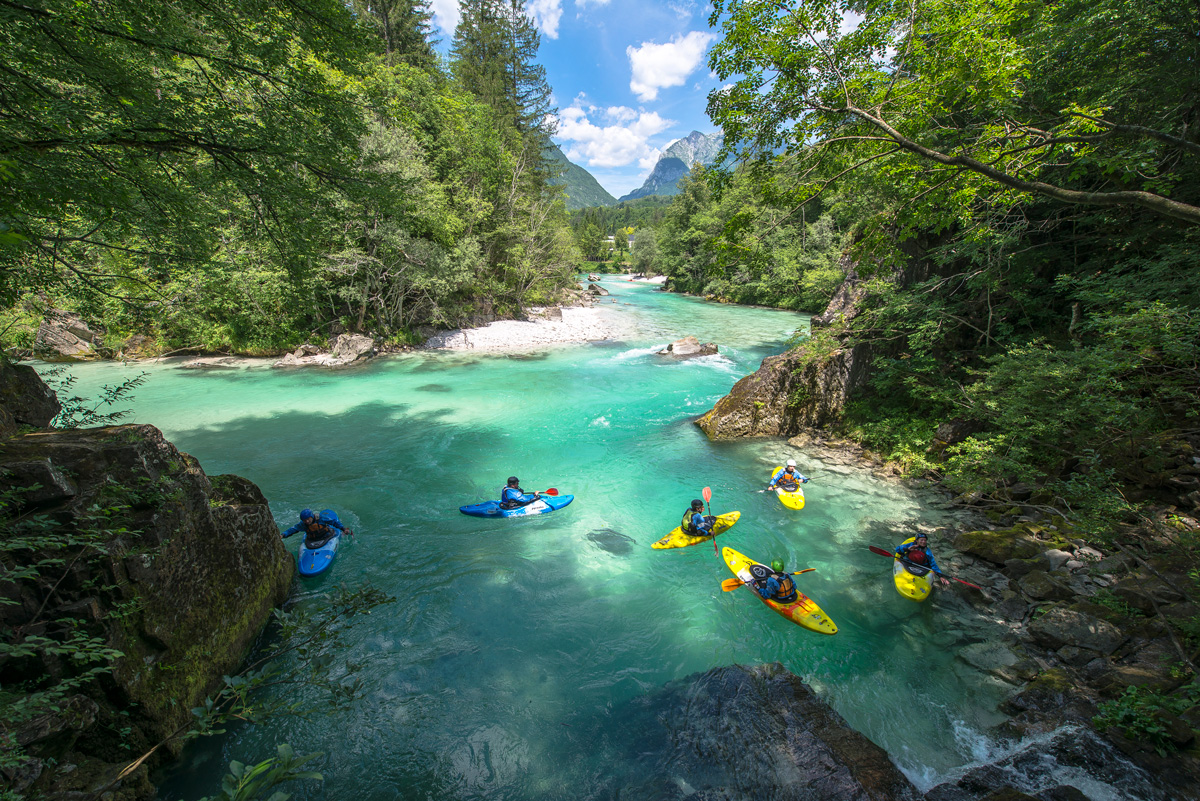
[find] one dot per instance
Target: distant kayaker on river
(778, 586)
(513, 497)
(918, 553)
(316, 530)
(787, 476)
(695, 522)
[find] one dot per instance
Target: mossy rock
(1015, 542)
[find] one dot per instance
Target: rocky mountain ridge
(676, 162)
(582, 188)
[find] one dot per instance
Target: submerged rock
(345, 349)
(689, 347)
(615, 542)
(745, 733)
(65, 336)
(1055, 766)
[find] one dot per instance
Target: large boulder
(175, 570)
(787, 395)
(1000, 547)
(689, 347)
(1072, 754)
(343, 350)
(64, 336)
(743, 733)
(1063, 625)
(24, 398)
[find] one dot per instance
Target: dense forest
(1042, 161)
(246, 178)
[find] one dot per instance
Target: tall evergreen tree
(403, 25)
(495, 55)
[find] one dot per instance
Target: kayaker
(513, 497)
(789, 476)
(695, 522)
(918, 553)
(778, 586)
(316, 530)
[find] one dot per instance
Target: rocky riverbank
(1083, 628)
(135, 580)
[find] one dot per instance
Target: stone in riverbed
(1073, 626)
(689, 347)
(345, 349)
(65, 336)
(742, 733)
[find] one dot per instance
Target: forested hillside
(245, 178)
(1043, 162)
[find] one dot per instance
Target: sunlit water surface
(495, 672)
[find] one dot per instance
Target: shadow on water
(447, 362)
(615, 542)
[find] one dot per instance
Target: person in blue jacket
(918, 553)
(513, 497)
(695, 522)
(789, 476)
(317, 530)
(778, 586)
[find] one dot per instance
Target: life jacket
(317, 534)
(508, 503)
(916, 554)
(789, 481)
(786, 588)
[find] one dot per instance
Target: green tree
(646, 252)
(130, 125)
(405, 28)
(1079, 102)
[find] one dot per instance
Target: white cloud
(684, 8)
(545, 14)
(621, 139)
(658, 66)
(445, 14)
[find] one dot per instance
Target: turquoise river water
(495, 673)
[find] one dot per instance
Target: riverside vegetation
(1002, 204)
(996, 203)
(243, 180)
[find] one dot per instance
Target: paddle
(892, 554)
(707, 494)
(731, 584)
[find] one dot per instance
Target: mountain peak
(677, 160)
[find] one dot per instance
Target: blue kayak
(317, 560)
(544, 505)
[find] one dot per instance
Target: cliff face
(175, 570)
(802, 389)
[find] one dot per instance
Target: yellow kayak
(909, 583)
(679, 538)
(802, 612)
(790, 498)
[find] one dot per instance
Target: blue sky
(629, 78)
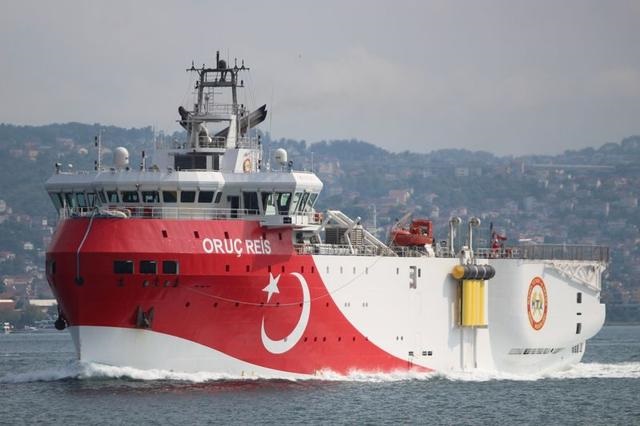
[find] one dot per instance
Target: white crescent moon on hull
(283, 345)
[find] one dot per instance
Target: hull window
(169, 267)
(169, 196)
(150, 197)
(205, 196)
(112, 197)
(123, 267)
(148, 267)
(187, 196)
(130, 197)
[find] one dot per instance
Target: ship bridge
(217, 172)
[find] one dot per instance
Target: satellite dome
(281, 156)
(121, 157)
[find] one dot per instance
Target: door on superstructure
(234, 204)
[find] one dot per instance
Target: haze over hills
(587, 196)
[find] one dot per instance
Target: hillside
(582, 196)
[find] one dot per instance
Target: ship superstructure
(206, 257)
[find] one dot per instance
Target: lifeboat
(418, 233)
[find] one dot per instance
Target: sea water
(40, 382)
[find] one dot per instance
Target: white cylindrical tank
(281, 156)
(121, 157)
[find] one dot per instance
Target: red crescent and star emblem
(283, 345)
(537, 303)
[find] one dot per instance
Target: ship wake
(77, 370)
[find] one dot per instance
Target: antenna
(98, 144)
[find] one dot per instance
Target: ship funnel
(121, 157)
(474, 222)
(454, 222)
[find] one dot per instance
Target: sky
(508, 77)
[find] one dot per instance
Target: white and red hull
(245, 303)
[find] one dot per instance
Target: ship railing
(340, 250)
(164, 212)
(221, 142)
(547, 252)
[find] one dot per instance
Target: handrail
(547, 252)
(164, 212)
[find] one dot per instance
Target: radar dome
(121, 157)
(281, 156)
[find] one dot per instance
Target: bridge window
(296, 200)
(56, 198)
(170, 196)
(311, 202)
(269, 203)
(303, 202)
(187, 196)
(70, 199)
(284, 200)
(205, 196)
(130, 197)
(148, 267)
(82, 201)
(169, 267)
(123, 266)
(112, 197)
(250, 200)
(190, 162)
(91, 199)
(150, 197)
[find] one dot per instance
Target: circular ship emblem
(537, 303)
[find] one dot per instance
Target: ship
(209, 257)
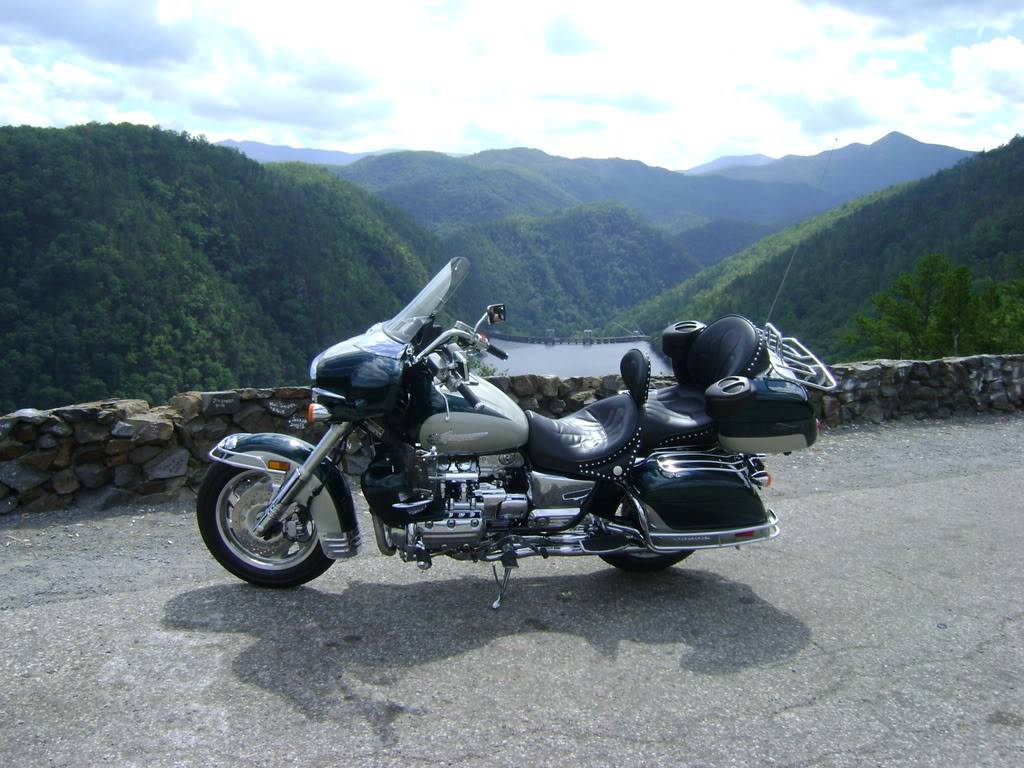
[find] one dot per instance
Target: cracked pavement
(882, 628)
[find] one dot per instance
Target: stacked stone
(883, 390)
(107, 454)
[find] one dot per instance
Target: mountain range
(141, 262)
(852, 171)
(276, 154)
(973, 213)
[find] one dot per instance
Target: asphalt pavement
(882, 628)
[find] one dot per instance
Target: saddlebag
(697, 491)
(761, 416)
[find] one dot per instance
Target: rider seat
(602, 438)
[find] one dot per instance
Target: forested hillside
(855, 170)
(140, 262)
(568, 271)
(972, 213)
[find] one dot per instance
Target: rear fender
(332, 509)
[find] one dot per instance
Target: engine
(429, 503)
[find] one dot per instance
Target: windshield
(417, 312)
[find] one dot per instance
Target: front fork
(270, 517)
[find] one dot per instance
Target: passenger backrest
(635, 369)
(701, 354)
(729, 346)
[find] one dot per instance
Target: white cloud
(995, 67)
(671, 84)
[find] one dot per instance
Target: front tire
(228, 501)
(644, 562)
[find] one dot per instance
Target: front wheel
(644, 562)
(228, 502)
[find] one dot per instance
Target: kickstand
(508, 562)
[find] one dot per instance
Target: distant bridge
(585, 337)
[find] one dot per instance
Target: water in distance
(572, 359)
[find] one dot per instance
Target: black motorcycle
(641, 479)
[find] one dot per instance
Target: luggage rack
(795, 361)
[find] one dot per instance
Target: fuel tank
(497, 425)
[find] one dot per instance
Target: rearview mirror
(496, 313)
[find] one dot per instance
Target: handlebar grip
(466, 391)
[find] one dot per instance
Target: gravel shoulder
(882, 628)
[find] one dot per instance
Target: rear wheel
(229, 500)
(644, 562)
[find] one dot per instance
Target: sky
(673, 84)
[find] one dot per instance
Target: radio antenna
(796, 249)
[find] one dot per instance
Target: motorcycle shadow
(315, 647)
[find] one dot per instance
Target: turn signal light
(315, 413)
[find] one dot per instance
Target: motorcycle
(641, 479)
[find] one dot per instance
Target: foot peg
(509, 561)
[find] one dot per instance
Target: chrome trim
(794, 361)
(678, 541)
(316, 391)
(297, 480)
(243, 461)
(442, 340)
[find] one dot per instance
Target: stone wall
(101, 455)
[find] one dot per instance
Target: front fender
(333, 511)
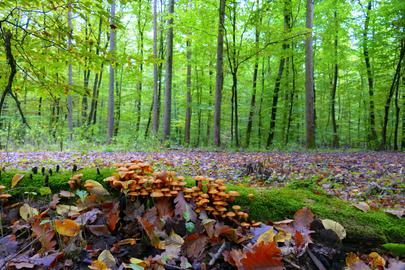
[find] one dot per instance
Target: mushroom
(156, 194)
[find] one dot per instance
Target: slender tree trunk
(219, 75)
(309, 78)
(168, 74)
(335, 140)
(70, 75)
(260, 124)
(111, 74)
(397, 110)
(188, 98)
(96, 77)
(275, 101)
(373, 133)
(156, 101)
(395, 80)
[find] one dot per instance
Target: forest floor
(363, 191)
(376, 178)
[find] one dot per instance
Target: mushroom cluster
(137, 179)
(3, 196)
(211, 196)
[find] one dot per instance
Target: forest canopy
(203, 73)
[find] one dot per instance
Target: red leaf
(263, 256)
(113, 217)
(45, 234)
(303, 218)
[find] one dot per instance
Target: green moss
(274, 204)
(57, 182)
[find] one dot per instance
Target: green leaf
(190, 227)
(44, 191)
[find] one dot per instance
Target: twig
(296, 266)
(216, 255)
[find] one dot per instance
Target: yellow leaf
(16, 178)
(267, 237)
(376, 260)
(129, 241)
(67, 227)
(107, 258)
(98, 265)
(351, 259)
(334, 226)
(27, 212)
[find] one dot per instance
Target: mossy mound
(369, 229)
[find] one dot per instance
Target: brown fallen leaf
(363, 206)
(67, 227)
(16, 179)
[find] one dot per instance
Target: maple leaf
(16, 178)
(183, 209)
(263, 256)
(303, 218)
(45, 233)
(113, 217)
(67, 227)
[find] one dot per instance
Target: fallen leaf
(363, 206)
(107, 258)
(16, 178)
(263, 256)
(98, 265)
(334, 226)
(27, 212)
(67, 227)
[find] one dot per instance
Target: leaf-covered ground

Work order » Using the material above, print word for word the lines from the one holding "Target: red leaf" through the last line.

Solution for this exercise »
Target: red leaf
(263, 256)
(113, 217)
(45, 234)
(303, 218)
[find] one dot per instance
Target: green moss
(274, 204)
(57, 182)
[find] one dot per instance
Target: green leaf
(190, 227)
(44, 191)
[find] one dot per instance
Target: twig
(296, 266)
(216, 255)
[find] one dot per instance
Target: yellow leaf
(16, 178)
(267, 237)
(376, 260)
(129, 241)
(67, 227)
(107, 258)
(98, 265)
(351, 259)
(334, 226)
(27, 212)
[find] one dot per instance
Target: mossy mound
(369, 229)
[find] one dot per instance
Target: brown fallen leaf
(363, 206)
(67, 227)
(16, 179)
[find] one dot per instance
Target: maple leaf
(16, 178)
(183, 209)
(263, 256)
(303, 218)
(45, 233)
(113, 217)
(67, 227)
[find] one dot per instance
Target: fallen leaf
(363, 206)
(107, 258)
(16, 178)
(263, 256)
(98, 265)
(334, 226)
(27, 212)
(67, 227)
[find] one dot per instance
Target: leaf-covered ground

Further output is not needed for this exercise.